This followed on from a year of intensive media campaigning by Activists we work with in Mali.
Our endline study was conducted in February 2022 by lean data specialists ’60 Decibels’. This followed on from a baseline study in February 2021 and midline in October 2021.
Our campaigns were funded by Plan Germany, Plan Denmark and The World Bank.
As ever with comprehensive and systematic data collection there is a welter of information that can be used to evaluate our performance and inform future decision making.
I would like to highlight just one particular finding and the possible lessons learned.
In any survey the population sample is key.
When it comes to an impact study on FGM the precise mix of female/male participants will impact the results. And, as we found, the population samples access to radio and TV.
These obvious points came up because the population sampled in our endline study had a significantly lower level of females and lower access to radio and TV – compared to the baseline study.
This had a direct impact on the initial results presented by 60 Decibels.
Not least because ‘if’ people had no access to radios or TV’s how were they expected to be influenced by our media campaigns?

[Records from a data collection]
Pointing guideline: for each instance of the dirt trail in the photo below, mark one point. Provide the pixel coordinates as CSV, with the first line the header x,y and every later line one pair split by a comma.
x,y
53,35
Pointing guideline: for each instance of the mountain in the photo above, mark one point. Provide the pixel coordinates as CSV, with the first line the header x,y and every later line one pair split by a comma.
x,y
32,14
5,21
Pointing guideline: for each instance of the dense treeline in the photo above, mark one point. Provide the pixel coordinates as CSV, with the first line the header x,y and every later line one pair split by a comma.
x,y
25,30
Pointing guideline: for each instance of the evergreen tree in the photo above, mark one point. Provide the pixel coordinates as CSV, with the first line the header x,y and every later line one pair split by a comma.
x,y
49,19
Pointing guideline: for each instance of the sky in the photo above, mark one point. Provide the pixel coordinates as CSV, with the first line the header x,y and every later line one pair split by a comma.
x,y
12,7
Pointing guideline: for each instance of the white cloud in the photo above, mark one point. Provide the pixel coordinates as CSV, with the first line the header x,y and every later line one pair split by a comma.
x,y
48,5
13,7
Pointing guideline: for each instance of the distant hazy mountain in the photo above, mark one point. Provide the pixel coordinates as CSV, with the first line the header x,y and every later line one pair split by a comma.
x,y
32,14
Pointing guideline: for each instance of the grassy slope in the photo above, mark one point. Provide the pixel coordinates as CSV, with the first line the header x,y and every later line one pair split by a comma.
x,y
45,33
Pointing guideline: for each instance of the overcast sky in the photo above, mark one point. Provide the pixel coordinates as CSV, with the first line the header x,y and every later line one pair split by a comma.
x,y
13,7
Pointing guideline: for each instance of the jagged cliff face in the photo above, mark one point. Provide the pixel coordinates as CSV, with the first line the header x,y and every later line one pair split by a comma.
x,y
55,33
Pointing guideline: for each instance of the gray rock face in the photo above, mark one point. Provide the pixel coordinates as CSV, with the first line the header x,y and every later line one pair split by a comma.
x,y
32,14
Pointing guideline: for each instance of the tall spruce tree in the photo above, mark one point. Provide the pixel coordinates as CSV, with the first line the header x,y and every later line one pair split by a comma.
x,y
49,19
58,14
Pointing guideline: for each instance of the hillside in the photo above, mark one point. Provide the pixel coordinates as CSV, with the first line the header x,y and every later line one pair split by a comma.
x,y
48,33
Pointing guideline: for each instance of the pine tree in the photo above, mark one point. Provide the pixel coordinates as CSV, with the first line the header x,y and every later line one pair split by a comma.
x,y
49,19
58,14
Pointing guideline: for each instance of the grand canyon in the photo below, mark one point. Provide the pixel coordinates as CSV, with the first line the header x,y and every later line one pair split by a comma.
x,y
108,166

● Required tasks:
(1) Answer these questions from the passage on the Mali media campaign study:
(a) Who carried out the endline study, and in what month and year?
(b) Which organizations funded the campaigns?
(c) In what two ways did the endline sample differ from the baseline sample?
(2) Write the next few sentences of the passage on the Mali media campaign study, starting after its final sentence.

● Answers to the exercise:
(1)
(a) The lean data specialists 60 Decibels, in February 2022.
(b) Plan Germany, Plan Denmark and The World Bank.
(c) It had a significantly lower level of females and lower access to radio and TV.

(2)
And when it comes to the medical dangers of FGM – it is clear women have far more understanding than men.
So in short, our non consistent population sampling was confusing the results.
This sampling discrepancy was solved, when 60Decibels weighted the sample population to account for the changed female/male mix and screened for the changing access to media ratio.
The resulting findings was what our lean data specialists called a “statistically significant” variance.
So what are the lessons learned?
1. The “statistically significant” shift in attitude towards not carrying out FGM on their daughter – when someone is able to hear or see our messaging – is clear to see.
Tightly focussed and sustained media campaigns work!
And, the GMC strategy works!
2. But, media campaigns only work if people have access to the media in the first place.
So obvious but this should not be assumed. We therefore need to ensure every community we work in has better access to radios and TV. At only $10 for a radio – this could be money well spent given the extraordinary results we report. (If you do want to donate – please do so here).
3. (And, this is more an internal learning for future surveys we conduct). We need to ensure the profile of our samples surveyed remain more consistent over the duration of the studies – in order to ensure our impact and learnings remain valid.